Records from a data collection
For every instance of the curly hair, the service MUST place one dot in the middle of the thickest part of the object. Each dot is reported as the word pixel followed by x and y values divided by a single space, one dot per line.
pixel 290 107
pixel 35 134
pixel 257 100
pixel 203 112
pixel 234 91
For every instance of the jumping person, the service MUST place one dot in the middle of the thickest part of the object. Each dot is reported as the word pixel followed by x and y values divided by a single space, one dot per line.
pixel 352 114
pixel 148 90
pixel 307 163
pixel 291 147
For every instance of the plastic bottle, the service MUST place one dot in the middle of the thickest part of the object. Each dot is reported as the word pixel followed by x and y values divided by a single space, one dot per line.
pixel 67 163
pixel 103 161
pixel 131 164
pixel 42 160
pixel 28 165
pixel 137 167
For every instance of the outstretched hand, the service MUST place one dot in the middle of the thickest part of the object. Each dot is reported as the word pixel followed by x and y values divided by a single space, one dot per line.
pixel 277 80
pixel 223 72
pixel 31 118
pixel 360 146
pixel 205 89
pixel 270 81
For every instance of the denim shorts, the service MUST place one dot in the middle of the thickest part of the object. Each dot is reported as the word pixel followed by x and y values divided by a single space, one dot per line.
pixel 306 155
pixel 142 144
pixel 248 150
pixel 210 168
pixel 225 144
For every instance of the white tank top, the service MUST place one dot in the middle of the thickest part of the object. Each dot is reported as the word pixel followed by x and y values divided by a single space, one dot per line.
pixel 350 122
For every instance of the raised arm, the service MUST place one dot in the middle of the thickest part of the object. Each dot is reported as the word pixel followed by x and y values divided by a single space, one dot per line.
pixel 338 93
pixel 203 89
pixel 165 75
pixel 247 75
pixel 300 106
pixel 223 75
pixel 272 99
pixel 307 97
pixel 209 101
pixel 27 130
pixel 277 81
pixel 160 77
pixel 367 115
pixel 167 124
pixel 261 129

→ Work request:
From the line holding "For every instance of the white" to the last line of the data above, copy every line exactly and include nothing more.

→ Written solution:
For every instance of the white tank top, the service MUST place one dot in the middle of the thickest part of the object. Each dot is reported as the word pixel followed by x and y values divided by a single space, one dot per line.
pixel 350 122
For every instance of the raised arm, the service MUST place one dot in the middle of the thickest part of the object. Each dot is reported as the word pixel followed by x and y values divided by a single space, one dot per line.
pixel 338 93
pixel 203 89
pixel 165 75
pixel 247 75
pixel 300 106
pixel 223 75
pixel 272 99
pixel 307 97
pixel 209 101
pixel 27 130
pixel 277 81
pixel 160 77
pixel 367 115
pixel 167 124
pixel 261 129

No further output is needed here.